### Requirement
Find the word "every" in the listing. Copy out each line where it occurs.

### Data to use
################

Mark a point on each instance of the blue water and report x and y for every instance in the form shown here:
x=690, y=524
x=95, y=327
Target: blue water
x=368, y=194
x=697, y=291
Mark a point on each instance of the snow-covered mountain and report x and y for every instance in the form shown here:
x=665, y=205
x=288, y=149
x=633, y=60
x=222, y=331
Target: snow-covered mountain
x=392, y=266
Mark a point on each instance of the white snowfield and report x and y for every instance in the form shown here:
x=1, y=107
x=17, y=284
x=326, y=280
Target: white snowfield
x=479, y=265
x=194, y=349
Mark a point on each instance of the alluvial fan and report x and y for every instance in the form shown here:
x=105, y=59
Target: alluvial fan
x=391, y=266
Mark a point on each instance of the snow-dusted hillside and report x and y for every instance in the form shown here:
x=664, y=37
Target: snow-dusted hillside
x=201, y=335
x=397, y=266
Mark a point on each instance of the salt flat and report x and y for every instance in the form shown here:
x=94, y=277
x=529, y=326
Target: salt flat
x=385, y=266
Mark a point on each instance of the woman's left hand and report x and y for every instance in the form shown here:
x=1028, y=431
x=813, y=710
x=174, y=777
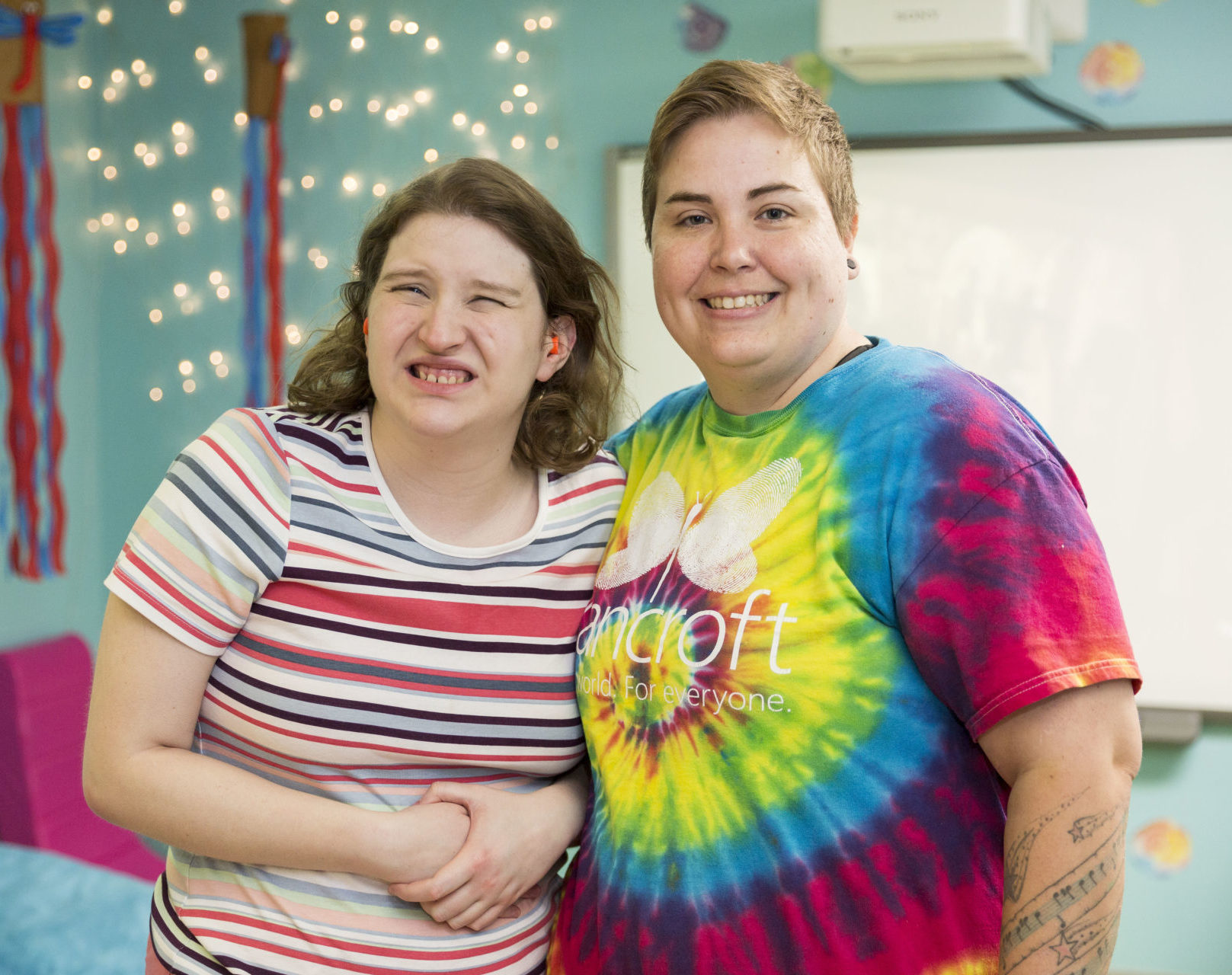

################

### Written solution
Mark a point on each instance of the blue water and report x and y for every instance in the form shown here:
Mark a point on each instance of the snow-covered mountain and report x and y for every instance in the form shown here:
Mark a point on each instance of the white snowfield and report x and y for every instance in the form shown here:
Mark a point on each instance of the alluvial fan and report x and y for every instance in the form shown here:
Mark a point on each instance of the snow-dusted hillside and report x and y for every instance in the form shown here:
Mark a point on each instance of the salt flat and report x and y for every instance in the form shown here:
Mark a point on each instance of the woman's left hand and report x and y for every instance in the form shown here:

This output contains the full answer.